Point localization data
------

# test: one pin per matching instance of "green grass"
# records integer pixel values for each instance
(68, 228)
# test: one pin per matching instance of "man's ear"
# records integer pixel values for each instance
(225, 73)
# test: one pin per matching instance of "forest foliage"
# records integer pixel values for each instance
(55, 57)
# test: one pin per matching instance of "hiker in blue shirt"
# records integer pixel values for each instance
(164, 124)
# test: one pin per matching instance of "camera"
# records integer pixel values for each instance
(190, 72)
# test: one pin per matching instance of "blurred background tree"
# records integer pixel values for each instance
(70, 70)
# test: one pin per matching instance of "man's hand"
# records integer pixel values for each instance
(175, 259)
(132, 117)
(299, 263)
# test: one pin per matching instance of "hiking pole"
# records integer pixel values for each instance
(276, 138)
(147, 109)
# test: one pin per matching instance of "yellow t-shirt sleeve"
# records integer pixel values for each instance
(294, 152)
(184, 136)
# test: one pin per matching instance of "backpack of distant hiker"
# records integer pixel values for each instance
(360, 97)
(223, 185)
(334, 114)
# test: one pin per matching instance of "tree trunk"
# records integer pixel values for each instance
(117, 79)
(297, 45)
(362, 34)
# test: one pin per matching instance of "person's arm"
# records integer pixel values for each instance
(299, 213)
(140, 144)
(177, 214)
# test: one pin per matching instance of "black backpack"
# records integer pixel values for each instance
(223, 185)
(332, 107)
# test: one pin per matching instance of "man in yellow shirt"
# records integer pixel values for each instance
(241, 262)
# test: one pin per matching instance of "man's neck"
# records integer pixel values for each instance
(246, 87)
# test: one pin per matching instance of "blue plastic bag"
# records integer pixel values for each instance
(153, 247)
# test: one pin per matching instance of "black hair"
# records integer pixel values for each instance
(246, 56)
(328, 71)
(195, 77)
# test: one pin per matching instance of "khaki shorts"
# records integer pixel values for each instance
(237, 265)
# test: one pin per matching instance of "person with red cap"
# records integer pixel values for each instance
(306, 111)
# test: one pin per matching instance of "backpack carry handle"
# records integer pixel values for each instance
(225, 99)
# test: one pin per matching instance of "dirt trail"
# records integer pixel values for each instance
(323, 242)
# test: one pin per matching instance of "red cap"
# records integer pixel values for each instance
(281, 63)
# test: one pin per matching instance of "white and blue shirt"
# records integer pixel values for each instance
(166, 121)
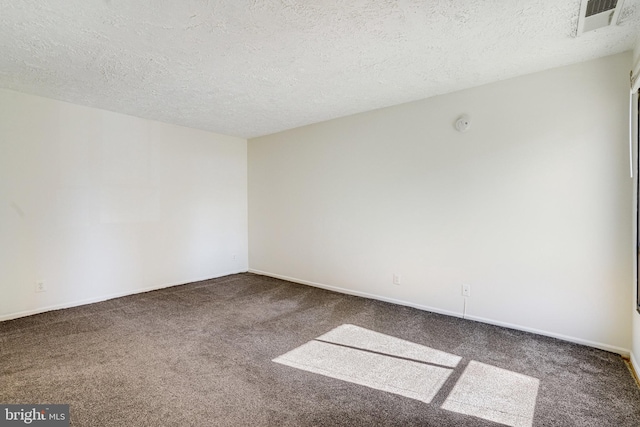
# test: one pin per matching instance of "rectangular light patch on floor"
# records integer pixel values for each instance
(354, 360)
(365, 339)
(494, 394)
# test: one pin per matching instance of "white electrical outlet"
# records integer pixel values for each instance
(40, 286)
(466, 290)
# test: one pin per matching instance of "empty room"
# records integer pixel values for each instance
(330, 213)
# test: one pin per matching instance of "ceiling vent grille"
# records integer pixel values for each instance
(596, 14)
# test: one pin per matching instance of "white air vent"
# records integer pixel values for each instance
(596, 14)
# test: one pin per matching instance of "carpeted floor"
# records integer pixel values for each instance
(203, 354)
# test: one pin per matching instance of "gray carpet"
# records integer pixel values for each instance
(202, 354)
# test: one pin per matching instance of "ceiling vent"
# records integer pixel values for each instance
(596, 14)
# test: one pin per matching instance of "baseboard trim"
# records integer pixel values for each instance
(101, 298)
(357, 293)
(634, 368)
(610, 348)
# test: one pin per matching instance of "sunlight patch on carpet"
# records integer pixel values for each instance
(374, 360)
(494, 394)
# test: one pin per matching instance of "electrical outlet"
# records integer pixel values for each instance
(40, 286)
(466, 290)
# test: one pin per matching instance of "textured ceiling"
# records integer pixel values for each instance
(250, 68)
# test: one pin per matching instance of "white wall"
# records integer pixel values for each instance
(635, 340)
(99, 204)
(530, 207)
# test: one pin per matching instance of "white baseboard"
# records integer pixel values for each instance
(613, 349)
(101, 298)
(357, 293)
(635, 366)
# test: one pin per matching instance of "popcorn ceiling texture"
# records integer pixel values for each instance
(251, 68)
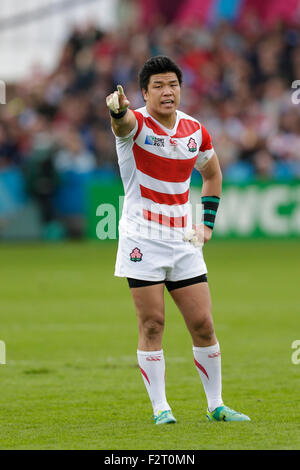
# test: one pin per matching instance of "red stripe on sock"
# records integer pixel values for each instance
(201, 368)
(145, 375)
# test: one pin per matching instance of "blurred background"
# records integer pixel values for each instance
(59, 59)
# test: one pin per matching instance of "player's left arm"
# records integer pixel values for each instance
(211, 192)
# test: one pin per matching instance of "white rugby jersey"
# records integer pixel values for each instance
(156, 164)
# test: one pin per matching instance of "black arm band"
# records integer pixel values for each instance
(118, 115)
(210, 207)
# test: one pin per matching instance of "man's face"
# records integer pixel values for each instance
(163, 94)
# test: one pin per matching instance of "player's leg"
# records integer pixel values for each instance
(150, 309)
(194, 302)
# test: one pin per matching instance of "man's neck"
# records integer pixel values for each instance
(167, 121)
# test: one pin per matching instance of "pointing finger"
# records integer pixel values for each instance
(120, 90)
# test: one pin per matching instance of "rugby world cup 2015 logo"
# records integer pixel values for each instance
(192, 145)
(136, 255)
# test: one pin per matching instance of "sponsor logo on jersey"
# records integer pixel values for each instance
(152, 140)
(192, 145)
(136, 255)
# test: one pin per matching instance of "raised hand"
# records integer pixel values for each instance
(117, 101)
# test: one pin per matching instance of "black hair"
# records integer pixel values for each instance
(157, 64)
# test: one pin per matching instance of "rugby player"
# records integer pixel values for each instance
(158, 146)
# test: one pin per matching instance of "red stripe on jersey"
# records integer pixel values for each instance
(206, 140)
(163, 198)
(140, 120)
(155, 127)
(186, 127)
(162, 219)
(163, 169)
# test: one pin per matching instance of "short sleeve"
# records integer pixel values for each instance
(127, 137)
(206, 150)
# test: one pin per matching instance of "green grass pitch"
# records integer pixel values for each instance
(71, 380)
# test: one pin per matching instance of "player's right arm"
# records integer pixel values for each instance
(123, 119)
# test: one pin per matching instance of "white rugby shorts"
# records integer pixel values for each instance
(158, 260)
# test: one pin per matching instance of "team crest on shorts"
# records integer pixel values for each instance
(136, 255)
(192, 145)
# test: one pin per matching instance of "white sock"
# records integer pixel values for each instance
(152, 366)
(208, 363)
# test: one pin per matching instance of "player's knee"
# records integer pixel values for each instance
(204, 330)
(152, 327)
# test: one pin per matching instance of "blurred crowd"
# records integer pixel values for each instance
(237, 80)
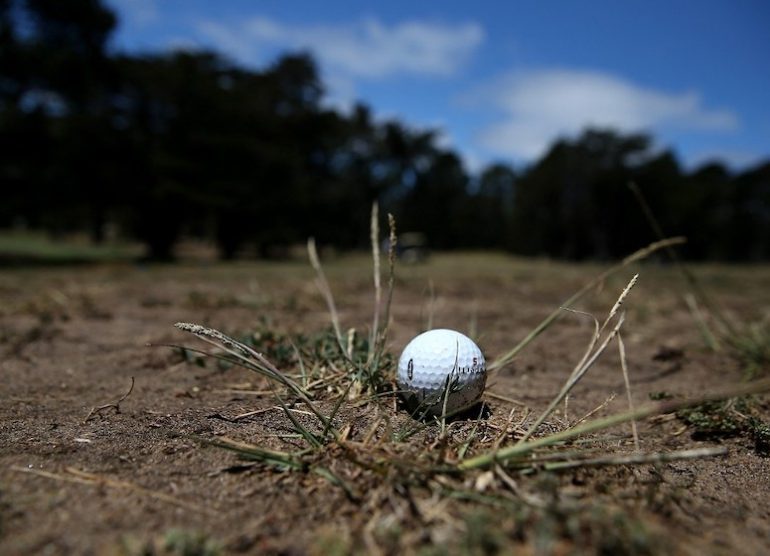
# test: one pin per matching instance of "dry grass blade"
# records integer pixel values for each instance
(627, 382)
(639, 458)
(507, 357)
(82, 477)
(284, 460)
(252, 360)
(582, 367)
(668, 406)
(375, 238)
(689, 277)
(326, 292)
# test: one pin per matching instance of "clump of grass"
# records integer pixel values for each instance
(722, 419)
(418, 469)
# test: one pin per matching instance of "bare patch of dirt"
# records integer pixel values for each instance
(137, 479)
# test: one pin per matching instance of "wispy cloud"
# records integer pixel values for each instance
(361, 49)
(539, 106)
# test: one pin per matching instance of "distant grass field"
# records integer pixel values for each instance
(20, 248)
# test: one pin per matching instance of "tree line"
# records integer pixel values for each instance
(169, 145)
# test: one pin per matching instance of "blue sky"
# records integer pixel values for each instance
(502, 80)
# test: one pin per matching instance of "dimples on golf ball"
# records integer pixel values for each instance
(429, 359)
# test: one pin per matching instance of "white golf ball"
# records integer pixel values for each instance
(441, 363)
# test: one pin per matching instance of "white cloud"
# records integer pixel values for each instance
(141, 12)
(363, 49)
(540, 106)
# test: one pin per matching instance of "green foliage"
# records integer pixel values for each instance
(162, 146)
(735, 417)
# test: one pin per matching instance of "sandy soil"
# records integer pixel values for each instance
(138, 480)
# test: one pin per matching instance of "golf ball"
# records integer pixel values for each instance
(441, 364)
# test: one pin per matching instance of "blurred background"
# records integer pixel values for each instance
(130, 128)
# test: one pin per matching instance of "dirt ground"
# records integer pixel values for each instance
(139, 481)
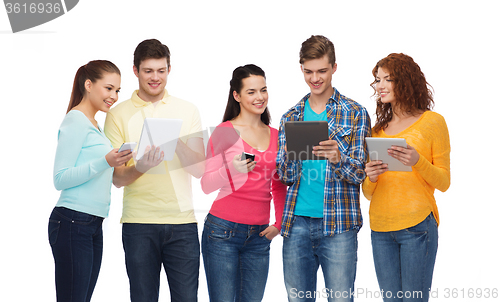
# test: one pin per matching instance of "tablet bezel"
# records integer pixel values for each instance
(301, 136)
(377, 150)
(164, 132)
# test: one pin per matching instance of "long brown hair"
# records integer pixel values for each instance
(411, 90)
(93, 71)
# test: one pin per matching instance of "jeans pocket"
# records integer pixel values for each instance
(83, 218)
(217, 232)
(54, 226)
(419, 229)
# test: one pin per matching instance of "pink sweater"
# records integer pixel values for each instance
(243, 197)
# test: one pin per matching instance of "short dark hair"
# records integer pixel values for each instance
(150, 49)
(315, 48)
(236, 84)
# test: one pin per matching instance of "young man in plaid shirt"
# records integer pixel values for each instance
(322, 214)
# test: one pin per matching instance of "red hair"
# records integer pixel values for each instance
(411, 90)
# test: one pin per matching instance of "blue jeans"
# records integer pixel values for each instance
(148, 246)
(236, 260)
(306, 249)
(404, 261)
(76, 242)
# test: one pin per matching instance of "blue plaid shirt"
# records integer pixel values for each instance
(348, 124)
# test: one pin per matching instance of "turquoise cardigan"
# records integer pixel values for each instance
(80, 168)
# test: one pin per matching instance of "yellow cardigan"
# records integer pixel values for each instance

------

From the data above, report how many lines hold the word "outlet", answering with the number by itself.

2